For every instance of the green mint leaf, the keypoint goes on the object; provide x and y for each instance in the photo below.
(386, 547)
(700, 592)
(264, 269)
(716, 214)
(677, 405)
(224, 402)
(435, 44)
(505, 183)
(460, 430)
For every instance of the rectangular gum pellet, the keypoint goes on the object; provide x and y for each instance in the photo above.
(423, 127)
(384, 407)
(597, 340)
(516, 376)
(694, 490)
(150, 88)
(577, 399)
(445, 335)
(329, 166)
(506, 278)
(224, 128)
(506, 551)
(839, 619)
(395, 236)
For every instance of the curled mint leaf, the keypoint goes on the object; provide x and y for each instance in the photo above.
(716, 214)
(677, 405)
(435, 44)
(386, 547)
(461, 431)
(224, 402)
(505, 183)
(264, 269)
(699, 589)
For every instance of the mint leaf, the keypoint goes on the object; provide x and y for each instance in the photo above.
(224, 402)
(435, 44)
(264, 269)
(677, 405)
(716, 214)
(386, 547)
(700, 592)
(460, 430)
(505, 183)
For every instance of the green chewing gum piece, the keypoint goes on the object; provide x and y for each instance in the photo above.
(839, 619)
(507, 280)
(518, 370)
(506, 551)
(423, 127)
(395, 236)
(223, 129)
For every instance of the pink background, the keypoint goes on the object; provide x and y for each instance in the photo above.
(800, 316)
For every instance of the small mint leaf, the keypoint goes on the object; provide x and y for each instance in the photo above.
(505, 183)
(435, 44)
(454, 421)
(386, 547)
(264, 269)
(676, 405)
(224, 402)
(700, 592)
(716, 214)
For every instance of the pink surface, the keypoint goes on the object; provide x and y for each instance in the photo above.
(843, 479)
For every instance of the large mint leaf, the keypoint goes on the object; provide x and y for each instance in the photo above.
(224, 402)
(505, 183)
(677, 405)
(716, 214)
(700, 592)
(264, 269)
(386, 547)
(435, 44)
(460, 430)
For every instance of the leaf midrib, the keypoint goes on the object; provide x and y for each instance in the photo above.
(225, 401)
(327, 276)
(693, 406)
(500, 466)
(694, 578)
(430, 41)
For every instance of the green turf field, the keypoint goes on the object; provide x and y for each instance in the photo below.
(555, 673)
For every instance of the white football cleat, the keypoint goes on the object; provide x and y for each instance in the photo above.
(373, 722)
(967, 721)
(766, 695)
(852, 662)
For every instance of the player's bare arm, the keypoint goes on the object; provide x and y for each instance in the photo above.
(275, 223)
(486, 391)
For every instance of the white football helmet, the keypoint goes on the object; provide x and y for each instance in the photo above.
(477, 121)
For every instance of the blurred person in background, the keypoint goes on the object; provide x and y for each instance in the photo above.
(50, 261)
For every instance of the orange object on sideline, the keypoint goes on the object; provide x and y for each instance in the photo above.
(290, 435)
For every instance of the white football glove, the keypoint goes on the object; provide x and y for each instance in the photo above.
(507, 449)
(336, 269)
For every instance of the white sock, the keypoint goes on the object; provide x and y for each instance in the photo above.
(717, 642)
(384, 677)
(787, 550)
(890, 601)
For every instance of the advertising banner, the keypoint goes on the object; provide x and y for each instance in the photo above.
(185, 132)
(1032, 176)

◆ **EXERCISE DIRECTIONS**
Each line of the listing should be echoed back exactly.

◆ **FULL SOLUTION**
For every instance of the green mint leaf, the keypoint goes on the object; provide x and y for each instance in the photo below.
(386, 547)
(700, 592)
(264, 269)
(716, 214)
(677, 405)
(224, 402)
(435, 44)
(505, 183)
(460, 430)
For every instance of the rectangular gum pellet, the keypoint goes on the object; provide x and y for each instance in the photo above.
(423, 127)
(384, 407)
(597, 340)
(516, 376)
(694, 490)
(150, 88)
(577, 399)
(445, 335)
(329, 166)
(506, 278)
(224, 128)
(506, 551)
(839, 619)
(395, 236)
For every instance of the curled mint leaf, the keypoint goes on the object; provide x and y for each instance in the photo above.
(716, 214)
(677, 405)
(435, 44)
(386, 547)
(461, 431)
(224, 402)
(505, 183)
(264, 269)
(699, 589)
For every instance of the mint leaf, the keypoint goes on the object; provide x and y for each instance in the photo above.
(224, 402)
(435, 44)
(264, 269)
(677, 405)
(716, 214)
(386, 547)
(700, 592)
(460, 430)
(505, 183)
For every instance of the green chewing gum piece, the keypoint goes on the object; provide x and y for each instance in the photo above.
(839, 619)
(507, 280)
(518, 370)
(506, 551)
(423, 127)
(395, 236)
(223, 129)
For every instance of the pink background, the keypoint goes on the object; provide x and y for each instance in the photo above.
(800, 316)
For every instance of the small mint leaf, the keypoint goes on the object; provide x and y for each instance in the photo above.
(505, 183)
(435, 44)
(454, 421)
(386, 547)
(264, 269)
(676, 405)
(224, 402)
(700, 592)
(716, 214)
For every instance of the pink surface, the keypoint goes on the object; provide x and y for each instance in the photo above.
(843, 479)
For every instance of the large mint leaf, the keypoint goes on the object; provide x and y for each instance in the photo above.
(224, 402)
(505, 183)
(677, 405)
(716, 214)
(700, 592)
(264, 269)
(386, 547)
(435, 44)
(460, 430)
For every instance of the leaf midrib, the keypoint goes on the object; provide x and y for each instance in the photo above.
(225, 401)
(327, 276)
(693, 406)
(500, 466)
(694, 578)
(430, 41)
For every instance of the green turf field, the keypoint goes on the object; provide x and y for each instance in the photo below.
(555, 673)
For every instance of the white football cleat, the keypoint goes on the object; provide x and y for each instance in the photo above.
(373, 722)
(967, 721)
(766, 695)
(852, 662)
For every instance of the player's bare arm, the keypoint goes on the object; provide x and y for each instance in the photo above.
(275, 223)
(486, 391)
For every instance of the white football helmet, the keypoint goes on the object; provide x and y for each instance in the photo above.
(477, 121)
For every instance of the blurred person in background, the keypoint goes on the object; provide x and y for each instance in the photo above.
(50, 261)
For every instance of the orange object on sideline, the keypoint goes on the object; provide x and y for each instance in the photo above.
(290, 435)
For every instance of the white football glove, the keypoint goes on the object; provide x and y for each instance in the photo above.
(507, 449)
(336, 269)
For every instance of the white sock, the keypoint goes on the object; provide x and y for each instance in the photo above.
(717, 642)
(384, 677)
(787, 550)
(890, 601)
For every instance of the advertising banner, the keypoint goes on the object; provide x and y for each instance in the photo above.
(185, 132)
(1032, 176)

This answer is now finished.